Task instructions = Would you transcribe the records word for word, please?

Natural-language object grounding data:
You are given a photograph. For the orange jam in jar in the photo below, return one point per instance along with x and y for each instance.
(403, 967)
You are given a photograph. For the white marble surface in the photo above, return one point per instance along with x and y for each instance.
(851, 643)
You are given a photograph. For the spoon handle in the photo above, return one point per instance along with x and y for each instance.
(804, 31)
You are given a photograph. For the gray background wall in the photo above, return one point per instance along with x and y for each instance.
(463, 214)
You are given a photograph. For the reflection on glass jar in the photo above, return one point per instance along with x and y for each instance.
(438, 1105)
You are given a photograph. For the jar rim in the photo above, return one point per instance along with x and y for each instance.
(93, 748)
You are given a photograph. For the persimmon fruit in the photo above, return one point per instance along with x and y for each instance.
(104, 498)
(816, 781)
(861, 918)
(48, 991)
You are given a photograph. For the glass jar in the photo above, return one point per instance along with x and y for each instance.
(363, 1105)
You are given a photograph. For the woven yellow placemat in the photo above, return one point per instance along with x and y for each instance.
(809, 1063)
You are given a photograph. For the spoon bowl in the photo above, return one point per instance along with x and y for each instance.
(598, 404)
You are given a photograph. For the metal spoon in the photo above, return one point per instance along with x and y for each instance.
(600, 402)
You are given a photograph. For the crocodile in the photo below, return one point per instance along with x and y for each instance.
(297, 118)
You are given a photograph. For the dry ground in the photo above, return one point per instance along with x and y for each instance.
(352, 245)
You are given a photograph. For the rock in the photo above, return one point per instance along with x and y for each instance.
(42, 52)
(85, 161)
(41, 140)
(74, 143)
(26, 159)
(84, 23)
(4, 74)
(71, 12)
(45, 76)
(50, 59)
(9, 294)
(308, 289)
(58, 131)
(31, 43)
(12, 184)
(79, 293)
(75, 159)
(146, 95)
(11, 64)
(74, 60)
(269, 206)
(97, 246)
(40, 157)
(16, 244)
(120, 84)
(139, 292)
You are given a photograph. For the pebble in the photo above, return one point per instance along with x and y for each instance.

Result of the exercise =
You are given a photograph. For the orange jam in jar in the photo below, return one point per instance along with x and y for each instance.
(403, 967)
You are given a photograph. For the white marble surface in the photo above, return one point per instance along with x and y for each instance.
(851, 643)
You are given a photograph. For the spoon handle in the photo above, return one point per instance along with x and y for each instance.
(804, 31)
You are given a photograph. For the gray background wall in the photo above, return one point per instance along with x and y for each instance.
(463, 214)
You are given a photograph. For the reflection on glass jar in the photo above, return one point per instance along with x and y for each instance.
(438, 1105)
You are given a photograph. For the jar rim in the photo above, return one point per instance along with x and y for each instance.
(93, 748)
You are given a photograph. For the persimmon fruit in the photo above, return one point per instance along with x and y for each instance.
(104, 498)
(816, 781)
(861, 918)
(48, 991)
You are given a photograph. For the glass jar in the photo above, return one point per instance along with x and y for each instance.
(363, 1105)
You are given a photograph. For the woven yellow placemat in the photo above, return one point per instance along with x and y for each instance.
(809, 1063)
You are given a photograph. For the spoon bowl in the photo above, return one point per instance along with x and y for each instance.
(598, 404)
You are given a photograph. For the metal spoon in the photo above, return one point per instance along with x and y for each instance.
(600, 402)
You are given a photograph. For the crocodile in the photo below, return one point per instance along with x and y for each instance.
(297, 118)
You are given a photograph. For the dry ground in the photo above, return one point per instance along with x and y for each instance.
(352, 245)
You are given a photograph. For the rock in the photo above, return one point per instance along with x and y for each instance.
(42, 52)
(85, 161)
(41, 140)
(74, 143)
(26, 159)
(84, 23)
(4, 74)
(71, 12)
(45, 76)
(50, 59)
(9, 294)
(308, 289)
(58, 131)
(31, 43)
(12, 184)
(79, 293)
(75, 159)
(146, 95)
(11, 64)
(74, 60)
(269, 206)
(97, 246)
(40, 157)
(16, 244)
(120, 84)
(139, 292)
You are given a photograph. For the pebble in the photo above, return one point per instance along with x and y for each instance.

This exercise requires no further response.